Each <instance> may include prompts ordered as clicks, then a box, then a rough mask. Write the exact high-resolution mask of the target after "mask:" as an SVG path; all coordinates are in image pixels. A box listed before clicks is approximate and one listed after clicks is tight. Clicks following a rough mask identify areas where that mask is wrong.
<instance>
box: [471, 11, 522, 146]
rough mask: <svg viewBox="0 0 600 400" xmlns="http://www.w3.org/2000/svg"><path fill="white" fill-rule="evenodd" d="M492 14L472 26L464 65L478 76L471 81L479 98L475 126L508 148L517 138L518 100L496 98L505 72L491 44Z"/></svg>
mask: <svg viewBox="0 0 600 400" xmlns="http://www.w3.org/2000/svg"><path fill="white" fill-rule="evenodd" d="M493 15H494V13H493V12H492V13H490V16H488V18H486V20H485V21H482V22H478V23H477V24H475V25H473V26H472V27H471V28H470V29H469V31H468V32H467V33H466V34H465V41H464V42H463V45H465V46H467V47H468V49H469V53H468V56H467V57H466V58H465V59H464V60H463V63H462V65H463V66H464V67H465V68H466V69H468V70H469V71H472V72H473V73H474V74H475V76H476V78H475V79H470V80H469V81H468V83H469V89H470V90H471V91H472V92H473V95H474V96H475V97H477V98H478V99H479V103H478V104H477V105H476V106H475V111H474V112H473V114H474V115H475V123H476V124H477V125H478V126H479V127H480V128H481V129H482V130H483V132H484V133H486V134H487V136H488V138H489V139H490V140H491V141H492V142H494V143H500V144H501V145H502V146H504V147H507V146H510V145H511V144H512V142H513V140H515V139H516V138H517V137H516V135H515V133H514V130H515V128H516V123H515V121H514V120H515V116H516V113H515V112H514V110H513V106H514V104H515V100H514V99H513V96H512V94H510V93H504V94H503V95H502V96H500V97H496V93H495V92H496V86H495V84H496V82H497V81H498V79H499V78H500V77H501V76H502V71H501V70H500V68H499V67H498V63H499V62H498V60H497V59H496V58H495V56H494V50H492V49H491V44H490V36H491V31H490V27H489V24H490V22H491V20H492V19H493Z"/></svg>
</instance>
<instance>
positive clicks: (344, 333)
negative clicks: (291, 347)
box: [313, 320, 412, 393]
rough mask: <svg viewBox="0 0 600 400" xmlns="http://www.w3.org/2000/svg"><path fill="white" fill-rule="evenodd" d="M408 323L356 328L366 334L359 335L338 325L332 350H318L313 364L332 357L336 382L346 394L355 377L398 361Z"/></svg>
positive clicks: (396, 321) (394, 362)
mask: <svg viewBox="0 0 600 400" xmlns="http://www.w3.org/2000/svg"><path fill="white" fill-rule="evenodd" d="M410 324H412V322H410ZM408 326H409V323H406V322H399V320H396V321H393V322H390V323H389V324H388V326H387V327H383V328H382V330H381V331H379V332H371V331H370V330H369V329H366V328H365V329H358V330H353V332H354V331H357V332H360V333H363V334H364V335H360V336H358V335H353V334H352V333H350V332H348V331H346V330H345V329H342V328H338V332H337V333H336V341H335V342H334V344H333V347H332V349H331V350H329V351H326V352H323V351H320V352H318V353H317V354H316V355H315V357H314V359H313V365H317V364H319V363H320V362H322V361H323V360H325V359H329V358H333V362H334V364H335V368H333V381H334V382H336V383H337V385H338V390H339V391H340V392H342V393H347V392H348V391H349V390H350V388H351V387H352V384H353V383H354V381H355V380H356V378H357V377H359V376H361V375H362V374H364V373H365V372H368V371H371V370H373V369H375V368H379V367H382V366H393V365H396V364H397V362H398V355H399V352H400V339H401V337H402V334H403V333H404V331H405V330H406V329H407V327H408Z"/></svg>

● ● ● ●

[TASK OBJECTIVE]
Every line of the data must be reproduced exactly.

[RESULT OF THIS EXERCISE]
Each <instance> may include prompts ordered as clicks, then a box, then a rough mask. Write the exact high-resolution mask of the target after "mask:" as an SVG path; all coordinates are in image pixels. A box listed before clicks is approximate and one listed after clicks is tight. Clicks following a rough mask identify areas where that mask is wrong.
<instance>
box: [471, 11, 522, 146]
rough mask: <svg viewBox="0 0 600 400" xmlns="http://www.w3.org/2000/svg"><path fill="white" fill-rule="evenodd" d="M492 14L472 26L464 65L478 76L471 81L479 98L475 126L508 148L517 138L518 100L496 98L505 72L491 44Z"/></svg>
mask: <svg viewBox="0 0 600 400" xmlns="http://www.w3.org/2000/svg"><path fill="white" fill-rule="evenodd" d="M493 15H494V13H493V12H492V13H490V16H488V18H486V20H485V21H482V22H478V23H477V24H475V25H473V26H472V27H471V28H470V29H469V31H468V32H467V33H466V34H465V41H464V42H463V45H465V46H467V47H468V49H469V53H468V56H467V57H466V58H465V59H464V60H463V63H462V65H463V66H464V67H465V68H466V69H468V70H469V71H472V72H473V73H474V74H475V76H476V78H475V79H470V80H469V81H468V83H469V89H470V90H471V91H472V92H473V95H474V96H475V97H477V98H478V99H479V103H478V104H477V105H476V106H475V111H474V112H473V114H474V115H475V123H476V124H477V125H478V126H479V127H480V128H481V129H482V130H483V132H484V133H486V134H487V136H488V138H489V139H490V140H491V141H492V142H494V143H500V144H501V145H502V146H504V147H507V146H510V145H511V144H512V142H513V140H515V139H516V138H517V137H516V135H515V133H514V130H515V128H516V123H515V121H514V120H515V116H516V113H515V112H514V110H513V106H514V104H515V100H514V99H513V96H512V94H510V93H504V94H503V95H502V96H500V97H496V93H495V92H496V86H495V84H496V82H497V81H498V79H499V78H500V77H501V76H502V71H501V70H500V68H499V67H498V63H499V62H498V60H497V59H496V58H495V56H494V50H492V49H491V44H490V36H491V31H490V27H489V24H490V22H491V20H492V19H493Z"/></svg>
</instance>
<instance>
positive clicks: (344, 333)
negative clicks: (291, 347)
box: [313, 320, 412, 393]
rough mask: <svg viewBox="0 0 600 400" xmlns="http://www.w3.org/2000/svg"><path fill="white" fill-rule="evenodd" d="M408 323L356 328L366 334L359 335L338 325L332 350H318L313 364L332 357L336 382L346 394L355 377L398 361Z"/></svg>
positive clicks: (396, 321) (394, 362)
mask: <svg viewBox="0 0 600 400" xmlns="http://www.w3.org/2000/svg"><path fill="white" fill-rule="evenodd" d="M410 324H412V322H410ZM408 326H409V323H406V322H399V320H396V321H393V322H390V323H389V324H388V326H387V327H383V328H382V330H381V331H379V332H371V331H370V330H369V329H366V328H365V329H358V330H353V332H354V331H357V332H360V333H363V334H364V335H360V336H358V335H353V334H352V333H350V332H348V331H346V330H345V329H342V328H338V332H337V333H336V341H335V342H334V344H333V347H332V349H331V350H329V351H326V352H323V351H320V352H318V353H317V354H316V355H315V357H314V359H313V365H317V364H319V363H320V362H322V361H323V360H325V359H329V358H333V362H334V364H335V368H333V381H334V382H336V383H337V385H338V390H339V391H340V392H342V393H347V392H348V391H349V390H350V388H351V387H352V384H353V383H354V381H355V380H356V378H357V377H359V376H361V375H362V374H364V373H365V372H368V371H371V370H373V369H375V368H379V367H382V366H393V365H396V364H397V362H398V355H399V352H400V339H401V337H402V334H403V333H404V331H405V330H406V329H407V327H408Z"/></svg>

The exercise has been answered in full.